Problem statement: Repeat all of the records exactly, leaving out the pictures.

[Dataset records]

▶

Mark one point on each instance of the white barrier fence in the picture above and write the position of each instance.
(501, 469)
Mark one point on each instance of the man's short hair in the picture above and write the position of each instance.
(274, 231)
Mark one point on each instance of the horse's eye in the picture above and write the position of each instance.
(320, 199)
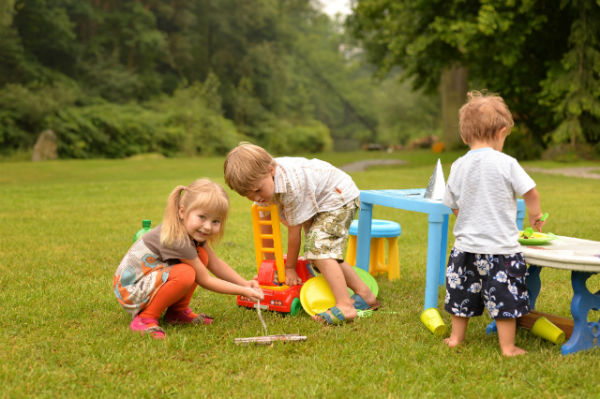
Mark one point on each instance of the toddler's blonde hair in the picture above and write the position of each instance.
(202, 193)
(482, 116)
(245, 166)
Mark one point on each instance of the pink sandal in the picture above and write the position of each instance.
(187, 317)
(147, 325)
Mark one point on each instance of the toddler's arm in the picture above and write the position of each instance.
(222, 270)
(294, 242)
(204, 279)
(532, 202)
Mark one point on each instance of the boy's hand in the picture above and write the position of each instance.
(537, 221)
(254, 294)
(291, 277)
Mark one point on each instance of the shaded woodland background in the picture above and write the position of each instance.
(118, 78)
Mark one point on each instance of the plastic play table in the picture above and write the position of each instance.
(437, 236)
(582, 258)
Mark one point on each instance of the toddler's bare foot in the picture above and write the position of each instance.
(513, 351)
(452, 342)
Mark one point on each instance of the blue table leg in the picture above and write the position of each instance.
(520, 213)
(443, 251)
(586, 334)
(363, 243)
(434, 249)
(534, 284)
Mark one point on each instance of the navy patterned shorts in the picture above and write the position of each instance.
(494, 281)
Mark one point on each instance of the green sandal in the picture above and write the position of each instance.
(325, 318)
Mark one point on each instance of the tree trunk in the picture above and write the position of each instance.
(453, 91)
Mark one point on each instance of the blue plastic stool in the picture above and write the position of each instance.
(380, 231)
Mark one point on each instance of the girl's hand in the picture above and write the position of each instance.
(253, 293)
(252, 284)
(537, 221)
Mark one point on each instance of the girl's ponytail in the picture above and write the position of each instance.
(202, 193)
(172, 231)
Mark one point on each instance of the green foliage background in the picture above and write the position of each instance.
(543, 57)
(118, 78)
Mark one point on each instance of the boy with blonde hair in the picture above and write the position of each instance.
(315, 196)
(486, 267)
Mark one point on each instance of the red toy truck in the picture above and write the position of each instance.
(271, 272)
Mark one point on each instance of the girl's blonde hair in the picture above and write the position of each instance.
(202, 193)
(482, 116)
(245, 166)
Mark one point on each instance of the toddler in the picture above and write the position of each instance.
(162, 269)
(314, 196)
(486, 267)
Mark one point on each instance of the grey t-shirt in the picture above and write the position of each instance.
(484, 185)
(169, 255)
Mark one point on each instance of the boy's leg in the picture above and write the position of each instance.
(459, 330)
(506, 337)
(331, 270)
(181, 280)
(358, 286)
(507, 280)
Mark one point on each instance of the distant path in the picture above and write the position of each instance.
(585, 172)
(359, 166)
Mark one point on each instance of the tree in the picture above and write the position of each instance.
(514, 48)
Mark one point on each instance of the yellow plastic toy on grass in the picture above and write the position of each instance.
(270, 264)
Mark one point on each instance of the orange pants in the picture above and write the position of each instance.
(175, 294)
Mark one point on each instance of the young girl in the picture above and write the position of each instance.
(162, 269)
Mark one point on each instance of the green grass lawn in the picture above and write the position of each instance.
(65, 226)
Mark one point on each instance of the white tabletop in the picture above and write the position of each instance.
(565, 253)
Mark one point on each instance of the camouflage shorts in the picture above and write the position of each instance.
(327, 235)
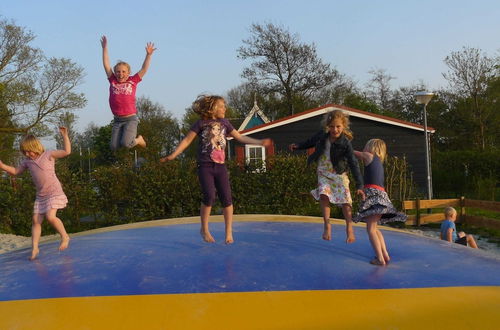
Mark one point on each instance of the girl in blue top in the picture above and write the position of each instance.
(376, 207)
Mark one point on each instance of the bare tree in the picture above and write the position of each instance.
(284, 65)
(379, 88)
(34, 89)
(470, 72)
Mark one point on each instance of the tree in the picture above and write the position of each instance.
(469, 75)
(68, 120)
(34, 89)
(284, 65)
(378, 88)
(159, 127)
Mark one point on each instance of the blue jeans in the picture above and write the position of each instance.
(124, 132)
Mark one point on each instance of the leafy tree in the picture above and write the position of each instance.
(68, 120)
(378, 88)
(159, 127)
(34, 89)
(284, 65)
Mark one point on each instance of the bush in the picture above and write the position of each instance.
(117, 194)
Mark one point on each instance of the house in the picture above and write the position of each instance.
(403, 139)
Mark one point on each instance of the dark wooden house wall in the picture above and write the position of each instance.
(401, 141)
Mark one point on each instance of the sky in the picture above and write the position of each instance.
(197, 40)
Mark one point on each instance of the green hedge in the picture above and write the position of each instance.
(121, 193)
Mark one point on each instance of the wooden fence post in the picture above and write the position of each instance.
(417, 218)
(462, 209)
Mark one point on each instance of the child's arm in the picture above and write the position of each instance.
(105, 57)
(66, 143)
(150, 48)
(364, 156)
(181, 147)
(449, 234)
(248, 140)
(10, 169)
(356, 173)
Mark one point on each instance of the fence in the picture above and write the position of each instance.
(460, 204)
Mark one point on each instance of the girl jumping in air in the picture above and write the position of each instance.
(49, 194)
(213, 129)
(334, 155)
(122, 88)
(376, 207)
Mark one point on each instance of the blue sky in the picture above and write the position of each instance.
(197, 41)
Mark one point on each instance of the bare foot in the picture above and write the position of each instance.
(34, 253)
(377, 262)
(350, 236)
(64, 243)
(140, 141)
(207, 237)
(327, 232)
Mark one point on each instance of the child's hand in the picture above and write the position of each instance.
(63, 130)
(166, 159)
(361, 193)
(104, 42)
(150, 48)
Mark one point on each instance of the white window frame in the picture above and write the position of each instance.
(247, 155)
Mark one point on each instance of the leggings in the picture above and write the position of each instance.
(214, 177)
(124, 132)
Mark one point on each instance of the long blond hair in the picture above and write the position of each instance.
(343, 117)
(31, 143)
(377, 147)
(204, 105)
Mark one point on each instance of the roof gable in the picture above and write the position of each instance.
(254, 118)
(330, 107)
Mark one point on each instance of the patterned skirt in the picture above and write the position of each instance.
(44, 204)
(378, 202)
(334, 186)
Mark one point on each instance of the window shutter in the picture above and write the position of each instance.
(270, 150)
(240, 155)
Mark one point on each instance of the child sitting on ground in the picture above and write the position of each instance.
(449, 230)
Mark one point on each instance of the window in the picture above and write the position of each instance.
(255, 156)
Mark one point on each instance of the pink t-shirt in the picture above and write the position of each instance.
(43, 175)
(122, 95)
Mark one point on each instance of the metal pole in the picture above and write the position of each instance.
(427, 159)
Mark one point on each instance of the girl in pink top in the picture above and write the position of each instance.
(49, 194)
(122, 88)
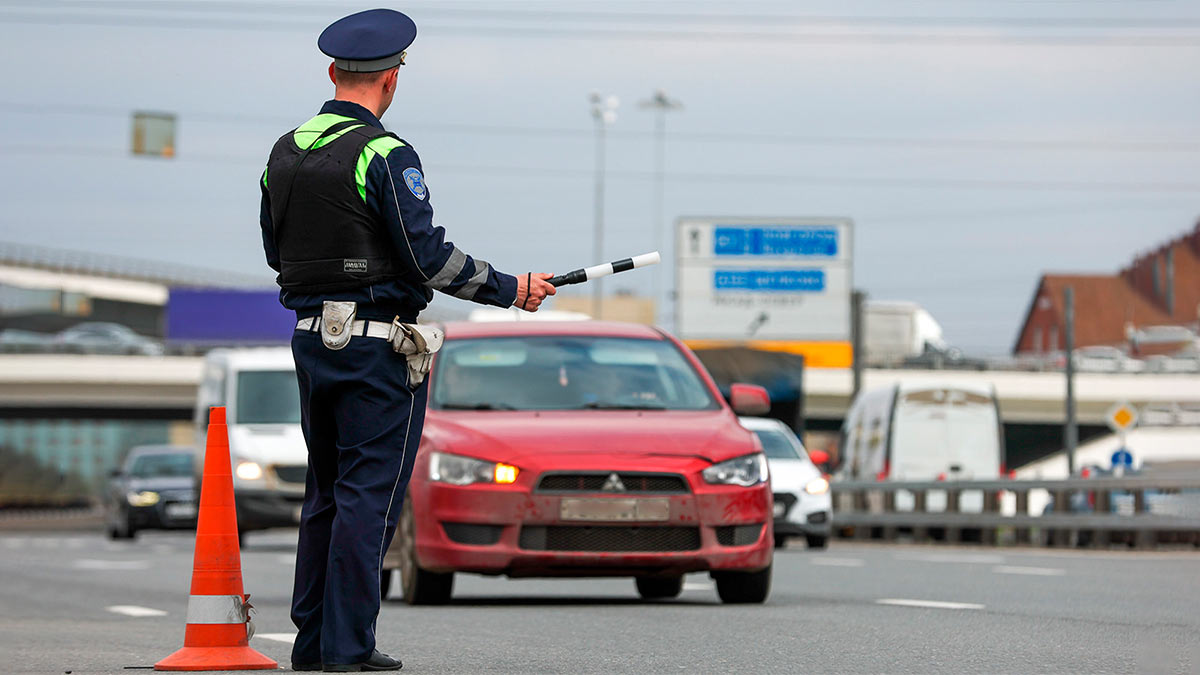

◀

Answer space:
Mark one point on each instance of the white barrier fence in the picture above and write the position of each instance.
(501, 469)
Mark one point on each instance of the man's short hair in the picture above and write the position of each instance.
(274, 231)
Mark one point on each instance of the horse's eye in the picture above and write the position of each instance.
(320, 199)
Mark one point on each instance of the toddler's blonde hair in the picture above and write the position of each instance.
(202, 193)
(482, 116)
(245, 166)
Mark one point on each instance of the pink sandal in the picture above and write the position of each instance.
(187, 317)
(147, 325)
Mark one point on each instance of the toddler's arm in the picture above and write the position of each instance.
(222, 270)
(294, 242)
(204, 279)
(532, 202)
Mark one point on each instance of the boy's hand in the picture above and write the position of each instance.
(537, 221)
(254, 294)
(291, 277)
Mark one point on each instance of the shaded woodland background in the picture above and write the position of each instance.
(118, 78)
Mark one point on each instance of the plastic play table in the picture above and write the position of each instance.
(437, 236)
(582, 258)
Mark one point on each instance of the toddler's bare foot in the picture above and write the position of each instance.
(513, 351)
(452, 342)
Mark one point on each instance of the blue table leg in the picture above and write the position of each instance.
(520, 213)
(443, 251)
(586, 334)
(363, 243)
(434, 249)
(534, 284)
Mark one point on each instance of the navy patterned shorts in the picture above and write the position of each instance.
(494, 281)
Mark one point on each instance of the green sandal in the picture above and write the position of each instance.
(325, 318)
Mark one point on each instance of the tree trunk in the picture above and write the position of each instance.
(453, 91)
Mark one point on each instance of the blue plastic stool in the picture above and write the position of each instance.
(380, 231)
Mark one point on each instance of the girl's hand in the picture above and write the position of each instance.
(253, 293)
(252, 284)
(537, 221)
Mark one point on each instance of the girl's ponytail in the picture above and write the position of each instance.
(202, 193)
(172, 231)
Mark one point on each instance of the green foliage background in the picture above and write the position of each instance.
(543, 57)
(118, 78)
Mark one point on each instance of the boy with blonde hair in the picture above and write the position of each instance.
(315, 196)
(486, 267)
Mark one point on each instance of the red toy truck in the picture above and write the position of each instance.
(271, 272)
Mark one point on each instance of the girl's blonde hair in the picture above and write the position of each instance.
(202, 193)
(482, 116)
(245, 166)
Mark one point on each instance of the toddler in the picture above and write the position of each instance.
(162, 269)
(314, 196)
(486, 267)
Mark one point on each instance of the grey t-shirt in the picture above and write the position of each instance.
(484, 185)
(169, 255)
Mark one point on each instance of the boy's leg in the picture above and write the position of each instance.
(459, 330)
(506, 337)
(331, 270)
(181, 280)
(358, 286)
(507, 280)
Mark one point on each instance of the distant path in the picture above and write the position of each instance.
(585, 172)
(359, 166)
Mark one point on each instance of the tree in the picture above and write the position of each instance.
(514, 48)
Mark one point on each instance of the yellow plastic toy on grass in the picture above and write the position of each instance.
(270, 264)
Mark one point on each instance of the orange pants in the picture above and write the position of each instance.
(175, 294)
Mark one point on each instance of the young girl in the picture above and write the position of each instance.
(162, 269)
Mark one point on each instance of the green grass lawn in the picture above and write the position of each instance.
(65, 226)
Mark one point on each instance of the white tabletop in the picture above and write the position of each instance.
(565, 253)
Mark one point on each instance of the camouflage shorts in the picture above and write the position of each instance.
(327, 235)
Mark one point on each instance of the girl in blue top in the picture above and write the position of each instance.
(376, 207)
Mark one point on each instance of the bare tree in the picture above and write the position of each instance.
(284, 65)
(379, 88)
(34, 89)
(470, 72)
Mark one point on each instance of the tree in the picture above and write the position of each instance.
(469, 75)
(68, 120)
(34, 89)
(284, 65)
(378, 88)
(159, 127)
Mark one point on each instance of the blue jeans in the picture above and write the position of each instance.
(124, 132)
Mark one point on each instance of the leafy tree in the picture above and write the position of each instance.
(68, 120)
(378, 88)
(159, 127)
(34, 89)
(284, 65)
Mark one point on each instance of the bush in the picture above and write the position of each instance.
(117, 194)
Mark one point on each instance of the house in the picture above and write the position of each instance.
(403, 139)
Mark one point on each instance of the dark wooden house wall in the picture above and write the position of each instance.
(401, 141)
Mark one point on each instance of the sky in the picture above and write the position of each instance.
(197, 40)
Mark one point on each instance of the green hedge in the picture above and write the position of each instance.
(121, 193)
Mark one point on each instance of the wooden fence post in the picture above and write the position of each instance.
(417, 218)
(462, 209)
Mark one point on each instance of the child's arm in the picture above and write the position of each instance.
(105, 57)
(66, 143)
(150, 48)
(364, 156)
(181, 147)
(449, 234)
(248, 140)
(10, 169)
(356, 173)
Mark one point on each instance of the fence in the picture above and write the position of each instance.
(460, 204)
Mark one point on each instance of the girl jumping in air in the picture above and write the position of each instance.
(49, 194)
(213, 129)
(334, 155)
(122, 88)
(376, 207)
Mark one point on each instance of the blue sky in the picture above and write the position of each instance.
(197, 41)
Mark one point on each instance of the bare foot in the picture above and write the position of each instance.
(34, 253)
(377, 262)
(350, 236)
(64, 243)
(140, 141)
(207, 237)
(327, 232)
Mark one point on each instance of the child's hand in the picture above and write the position of each instance.
(63, 130)
(166, 159)
(361, 193)
(104, 42)
(150, 48)
Mark one point on each instance of the white window frame in the picture above and write the position of each instance.
(247, 155)
Mark one point on each instance of the leggings in the picture above and write the position of each instance.
(214, 177)
(124, 132)
Mark one point on each instance of the long blond hair in the picture above and write the position of each instance.
(343, 117)
(31, 143)
(377, 147)
(204, 105)
Mark one point on each instance of the roof gable in the picture above and write the position of each instance.
(254, 118)
(330, 107)
Mark one point on each instance of the patterned skirt in the picture above and write the position of each instance.
(44, 204)
(378, 202)
(334, 186)
Mark one point on each instance of the window shutter in the picture above and write the position of each instance.
(270, 150)
(240, 155)
Mark one point on each instance of the child sitting on ground in the picture above and write the position of each instance.
(449, 230)
Mark one point on each instance of the window in the picture above and write the position of each instance.
(255, 156)
Mark one point on each instance of the pink t-shirt in the picture above and write the position of each instance.
(43, 175)
(122, 95)
Mark one point on each instance of the metal pole in the picture above and write the position of each instance.
(427, 159)
Mark one point on each instance of the girl in pink top in the picture above and write the position of each instance.
(49, 194)
(122, 88)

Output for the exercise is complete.